┌──
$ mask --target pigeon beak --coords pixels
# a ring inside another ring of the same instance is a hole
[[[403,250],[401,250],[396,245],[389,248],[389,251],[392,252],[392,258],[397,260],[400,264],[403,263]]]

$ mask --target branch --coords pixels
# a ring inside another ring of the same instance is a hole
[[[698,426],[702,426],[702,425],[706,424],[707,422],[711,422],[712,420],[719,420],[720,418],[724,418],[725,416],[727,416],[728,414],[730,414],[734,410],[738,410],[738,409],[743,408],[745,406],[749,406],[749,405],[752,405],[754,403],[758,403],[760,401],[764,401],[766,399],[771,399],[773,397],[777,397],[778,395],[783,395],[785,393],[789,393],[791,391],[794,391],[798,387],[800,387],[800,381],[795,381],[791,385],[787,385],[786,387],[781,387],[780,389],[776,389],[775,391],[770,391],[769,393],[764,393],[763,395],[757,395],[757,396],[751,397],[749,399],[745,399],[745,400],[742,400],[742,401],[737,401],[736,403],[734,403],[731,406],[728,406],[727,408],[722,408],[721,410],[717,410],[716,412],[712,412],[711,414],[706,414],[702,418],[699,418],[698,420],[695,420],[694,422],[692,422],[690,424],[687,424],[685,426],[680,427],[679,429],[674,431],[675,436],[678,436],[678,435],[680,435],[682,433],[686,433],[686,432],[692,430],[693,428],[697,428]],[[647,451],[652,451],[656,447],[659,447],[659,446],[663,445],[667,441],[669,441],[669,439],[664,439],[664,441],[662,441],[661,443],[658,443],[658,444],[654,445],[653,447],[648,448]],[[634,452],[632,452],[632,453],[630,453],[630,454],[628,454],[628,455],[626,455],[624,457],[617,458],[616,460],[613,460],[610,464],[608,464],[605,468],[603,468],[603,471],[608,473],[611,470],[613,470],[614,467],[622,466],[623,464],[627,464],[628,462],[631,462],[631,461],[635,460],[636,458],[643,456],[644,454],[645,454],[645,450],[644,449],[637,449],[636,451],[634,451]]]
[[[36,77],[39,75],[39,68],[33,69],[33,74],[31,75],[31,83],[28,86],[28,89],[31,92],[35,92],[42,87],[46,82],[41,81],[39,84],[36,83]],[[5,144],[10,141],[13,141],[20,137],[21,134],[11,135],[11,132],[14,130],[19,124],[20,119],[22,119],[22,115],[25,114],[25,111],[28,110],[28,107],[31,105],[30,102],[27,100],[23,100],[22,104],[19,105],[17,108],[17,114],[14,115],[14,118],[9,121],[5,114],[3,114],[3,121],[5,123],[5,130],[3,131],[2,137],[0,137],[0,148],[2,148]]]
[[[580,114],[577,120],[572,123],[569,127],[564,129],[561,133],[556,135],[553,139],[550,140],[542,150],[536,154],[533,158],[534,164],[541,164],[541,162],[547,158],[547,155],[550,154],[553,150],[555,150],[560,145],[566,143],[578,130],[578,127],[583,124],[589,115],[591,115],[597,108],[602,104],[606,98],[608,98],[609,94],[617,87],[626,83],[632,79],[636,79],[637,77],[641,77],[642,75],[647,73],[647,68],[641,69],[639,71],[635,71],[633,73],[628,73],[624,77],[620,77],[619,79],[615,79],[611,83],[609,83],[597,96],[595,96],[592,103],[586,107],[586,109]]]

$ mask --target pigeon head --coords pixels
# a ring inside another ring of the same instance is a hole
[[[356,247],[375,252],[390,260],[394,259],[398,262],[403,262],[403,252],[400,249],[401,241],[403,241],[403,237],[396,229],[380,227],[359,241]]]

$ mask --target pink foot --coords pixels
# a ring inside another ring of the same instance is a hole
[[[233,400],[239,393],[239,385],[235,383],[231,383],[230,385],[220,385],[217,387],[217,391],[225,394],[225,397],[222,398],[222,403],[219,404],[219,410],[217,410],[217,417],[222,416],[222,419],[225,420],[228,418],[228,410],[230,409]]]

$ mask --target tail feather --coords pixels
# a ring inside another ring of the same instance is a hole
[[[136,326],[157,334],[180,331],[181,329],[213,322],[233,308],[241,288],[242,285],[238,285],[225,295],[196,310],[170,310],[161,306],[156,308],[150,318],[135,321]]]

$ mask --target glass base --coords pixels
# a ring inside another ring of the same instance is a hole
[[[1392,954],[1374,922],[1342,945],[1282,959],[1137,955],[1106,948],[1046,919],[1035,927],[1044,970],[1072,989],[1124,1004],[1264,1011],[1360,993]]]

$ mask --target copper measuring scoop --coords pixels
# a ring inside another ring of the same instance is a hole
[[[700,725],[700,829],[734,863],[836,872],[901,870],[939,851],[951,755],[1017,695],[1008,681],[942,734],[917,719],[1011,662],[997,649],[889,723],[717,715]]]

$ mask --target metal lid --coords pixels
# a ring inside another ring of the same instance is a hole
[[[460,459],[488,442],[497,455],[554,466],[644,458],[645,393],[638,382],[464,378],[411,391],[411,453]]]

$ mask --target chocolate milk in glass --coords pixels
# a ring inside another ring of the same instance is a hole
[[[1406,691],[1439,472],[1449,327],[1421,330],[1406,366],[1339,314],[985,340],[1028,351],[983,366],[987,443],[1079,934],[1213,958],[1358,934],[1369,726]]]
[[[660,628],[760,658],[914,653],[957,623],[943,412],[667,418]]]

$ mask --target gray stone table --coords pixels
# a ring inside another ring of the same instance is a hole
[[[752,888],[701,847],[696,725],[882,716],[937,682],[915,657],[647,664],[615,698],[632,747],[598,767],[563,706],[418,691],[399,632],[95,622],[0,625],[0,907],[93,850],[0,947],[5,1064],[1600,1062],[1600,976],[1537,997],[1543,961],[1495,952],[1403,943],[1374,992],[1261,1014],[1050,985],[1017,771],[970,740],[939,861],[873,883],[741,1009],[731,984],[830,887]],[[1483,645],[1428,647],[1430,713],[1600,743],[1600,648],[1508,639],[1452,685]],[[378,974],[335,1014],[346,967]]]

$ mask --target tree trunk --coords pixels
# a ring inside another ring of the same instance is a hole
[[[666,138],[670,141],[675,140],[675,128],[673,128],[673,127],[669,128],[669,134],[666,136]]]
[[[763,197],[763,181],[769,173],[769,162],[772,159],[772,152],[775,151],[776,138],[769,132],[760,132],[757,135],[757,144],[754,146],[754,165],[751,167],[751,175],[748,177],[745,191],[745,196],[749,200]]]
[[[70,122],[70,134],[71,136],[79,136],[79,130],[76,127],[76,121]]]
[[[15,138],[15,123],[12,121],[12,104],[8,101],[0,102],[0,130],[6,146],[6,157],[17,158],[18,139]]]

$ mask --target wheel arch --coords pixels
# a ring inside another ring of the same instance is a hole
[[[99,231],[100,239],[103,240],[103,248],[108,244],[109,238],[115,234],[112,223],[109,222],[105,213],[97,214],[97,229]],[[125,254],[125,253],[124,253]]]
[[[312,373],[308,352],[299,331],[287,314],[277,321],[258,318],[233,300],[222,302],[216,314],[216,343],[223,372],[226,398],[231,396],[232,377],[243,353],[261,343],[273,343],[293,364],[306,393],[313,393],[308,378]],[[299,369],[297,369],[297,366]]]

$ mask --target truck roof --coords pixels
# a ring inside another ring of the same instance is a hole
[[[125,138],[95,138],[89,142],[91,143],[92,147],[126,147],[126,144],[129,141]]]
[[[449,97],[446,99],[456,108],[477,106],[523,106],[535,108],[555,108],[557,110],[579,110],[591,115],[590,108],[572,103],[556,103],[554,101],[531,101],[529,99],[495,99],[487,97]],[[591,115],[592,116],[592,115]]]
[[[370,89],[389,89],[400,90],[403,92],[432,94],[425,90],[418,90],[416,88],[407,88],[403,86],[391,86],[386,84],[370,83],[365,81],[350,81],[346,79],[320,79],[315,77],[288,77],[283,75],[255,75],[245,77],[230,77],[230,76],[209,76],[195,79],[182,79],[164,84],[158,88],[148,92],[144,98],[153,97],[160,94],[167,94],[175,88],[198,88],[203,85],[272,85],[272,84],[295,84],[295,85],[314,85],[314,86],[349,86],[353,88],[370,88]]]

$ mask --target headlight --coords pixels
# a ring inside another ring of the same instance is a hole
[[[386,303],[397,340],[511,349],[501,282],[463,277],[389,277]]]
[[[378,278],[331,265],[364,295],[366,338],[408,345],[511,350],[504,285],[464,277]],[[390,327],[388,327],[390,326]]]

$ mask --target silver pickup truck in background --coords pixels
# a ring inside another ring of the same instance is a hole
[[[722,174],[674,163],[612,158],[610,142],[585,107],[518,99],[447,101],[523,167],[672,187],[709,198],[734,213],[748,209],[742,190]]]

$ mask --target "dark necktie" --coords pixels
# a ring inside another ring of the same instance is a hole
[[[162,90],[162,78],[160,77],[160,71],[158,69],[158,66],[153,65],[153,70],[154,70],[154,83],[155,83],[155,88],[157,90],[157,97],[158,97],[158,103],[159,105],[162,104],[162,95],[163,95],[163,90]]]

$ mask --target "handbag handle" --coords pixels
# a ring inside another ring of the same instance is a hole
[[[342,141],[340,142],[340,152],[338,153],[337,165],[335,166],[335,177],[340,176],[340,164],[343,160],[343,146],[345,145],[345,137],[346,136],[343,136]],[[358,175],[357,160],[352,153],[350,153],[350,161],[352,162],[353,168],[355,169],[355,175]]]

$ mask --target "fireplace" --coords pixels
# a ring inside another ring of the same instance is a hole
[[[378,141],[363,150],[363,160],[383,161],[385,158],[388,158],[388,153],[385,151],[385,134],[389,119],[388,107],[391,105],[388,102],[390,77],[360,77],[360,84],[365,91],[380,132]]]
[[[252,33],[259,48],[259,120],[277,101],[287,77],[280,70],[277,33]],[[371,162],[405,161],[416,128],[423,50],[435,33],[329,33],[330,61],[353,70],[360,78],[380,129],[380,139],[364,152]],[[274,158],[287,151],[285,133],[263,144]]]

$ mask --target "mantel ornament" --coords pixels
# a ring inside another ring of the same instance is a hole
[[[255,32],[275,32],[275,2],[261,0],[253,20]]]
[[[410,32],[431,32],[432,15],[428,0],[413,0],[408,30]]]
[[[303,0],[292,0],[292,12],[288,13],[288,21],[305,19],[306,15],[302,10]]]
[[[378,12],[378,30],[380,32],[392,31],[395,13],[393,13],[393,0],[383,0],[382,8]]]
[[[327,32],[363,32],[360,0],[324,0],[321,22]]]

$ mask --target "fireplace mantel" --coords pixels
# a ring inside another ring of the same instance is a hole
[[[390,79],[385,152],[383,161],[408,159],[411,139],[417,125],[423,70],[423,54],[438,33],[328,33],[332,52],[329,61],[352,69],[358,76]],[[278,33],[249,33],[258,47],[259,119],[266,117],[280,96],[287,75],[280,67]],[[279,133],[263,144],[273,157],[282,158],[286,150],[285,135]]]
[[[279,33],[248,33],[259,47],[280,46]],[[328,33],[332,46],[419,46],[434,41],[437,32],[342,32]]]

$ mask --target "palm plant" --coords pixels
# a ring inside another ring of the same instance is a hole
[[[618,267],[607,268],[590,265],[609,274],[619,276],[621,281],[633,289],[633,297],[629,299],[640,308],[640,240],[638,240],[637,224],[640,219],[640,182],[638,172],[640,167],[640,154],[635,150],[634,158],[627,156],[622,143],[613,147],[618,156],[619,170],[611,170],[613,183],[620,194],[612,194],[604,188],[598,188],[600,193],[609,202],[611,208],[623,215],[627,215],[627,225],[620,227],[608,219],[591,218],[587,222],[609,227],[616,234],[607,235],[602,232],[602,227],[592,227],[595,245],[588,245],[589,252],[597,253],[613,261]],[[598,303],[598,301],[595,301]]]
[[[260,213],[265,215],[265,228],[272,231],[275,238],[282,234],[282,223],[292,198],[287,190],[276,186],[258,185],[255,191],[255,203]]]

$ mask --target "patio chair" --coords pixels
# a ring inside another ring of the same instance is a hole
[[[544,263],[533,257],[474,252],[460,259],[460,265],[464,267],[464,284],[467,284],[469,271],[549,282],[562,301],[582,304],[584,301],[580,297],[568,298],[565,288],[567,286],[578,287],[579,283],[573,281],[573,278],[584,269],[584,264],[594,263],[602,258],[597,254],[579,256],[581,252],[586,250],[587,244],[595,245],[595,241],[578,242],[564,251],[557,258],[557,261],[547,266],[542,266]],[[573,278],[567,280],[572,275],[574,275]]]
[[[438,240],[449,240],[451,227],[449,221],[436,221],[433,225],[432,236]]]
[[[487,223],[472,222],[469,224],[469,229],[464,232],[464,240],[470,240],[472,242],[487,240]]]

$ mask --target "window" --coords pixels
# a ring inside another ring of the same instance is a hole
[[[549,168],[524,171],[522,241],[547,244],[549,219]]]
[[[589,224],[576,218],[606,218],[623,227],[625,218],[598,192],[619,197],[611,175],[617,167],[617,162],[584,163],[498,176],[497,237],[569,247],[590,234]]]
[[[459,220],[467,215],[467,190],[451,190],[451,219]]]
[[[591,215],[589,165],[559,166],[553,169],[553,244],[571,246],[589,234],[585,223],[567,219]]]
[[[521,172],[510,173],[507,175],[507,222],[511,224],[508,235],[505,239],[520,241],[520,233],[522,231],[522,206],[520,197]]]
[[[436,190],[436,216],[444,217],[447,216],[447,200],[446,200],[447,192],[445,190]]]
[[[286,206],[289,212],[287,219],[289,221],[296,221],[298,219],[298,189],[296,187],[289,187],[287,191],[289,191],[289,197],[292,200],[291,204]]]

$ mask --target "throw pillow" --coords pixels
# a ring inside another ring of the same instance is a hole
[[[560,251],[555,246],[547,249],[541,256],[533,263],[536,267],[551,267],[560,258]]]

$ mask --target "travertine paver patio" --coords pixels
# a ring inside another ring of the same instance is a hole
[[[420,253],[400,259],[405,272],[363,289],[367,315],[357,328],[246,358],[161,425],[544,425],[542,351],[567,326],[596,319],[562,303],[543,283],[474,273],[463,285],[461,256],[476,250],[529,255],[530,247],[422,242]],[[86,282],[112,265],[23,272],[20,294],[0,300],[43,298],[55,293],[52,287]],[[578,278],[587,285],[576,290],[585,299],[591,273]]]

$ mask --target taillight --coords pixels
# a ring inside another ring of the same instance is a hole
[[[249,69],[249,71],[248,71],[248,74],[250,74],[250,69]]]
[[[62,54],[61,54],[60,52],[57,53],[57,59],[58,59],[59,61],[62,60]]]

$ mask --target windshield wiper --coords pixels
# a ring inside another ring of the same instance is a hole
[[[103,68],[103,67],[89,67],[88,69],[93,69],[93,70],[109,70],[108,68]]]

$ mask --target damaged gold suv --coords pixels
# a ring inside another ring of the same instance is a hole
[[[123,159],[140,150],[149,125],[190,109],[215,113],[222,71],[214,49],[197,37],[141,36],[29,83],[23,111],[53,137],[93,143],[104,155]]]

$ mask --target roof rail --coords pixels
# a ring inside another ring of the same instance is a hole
└──
* [Aim of the task]:
Your output is to be the lines of the listing, exact and complete, starting at the first and ending with the line that contains "branch --coords pixels".

* [Answer to this task]:
$ mask --target pigeon beak --coords pixels
# a ring inside another ring of the same instance is a hole
[[[403,250],[401,250],[396,245],[389,248],[389,251],[392,252],[392,258],[397,260],[400,264],[403,263]]]

$ mask --target branch --coords pixels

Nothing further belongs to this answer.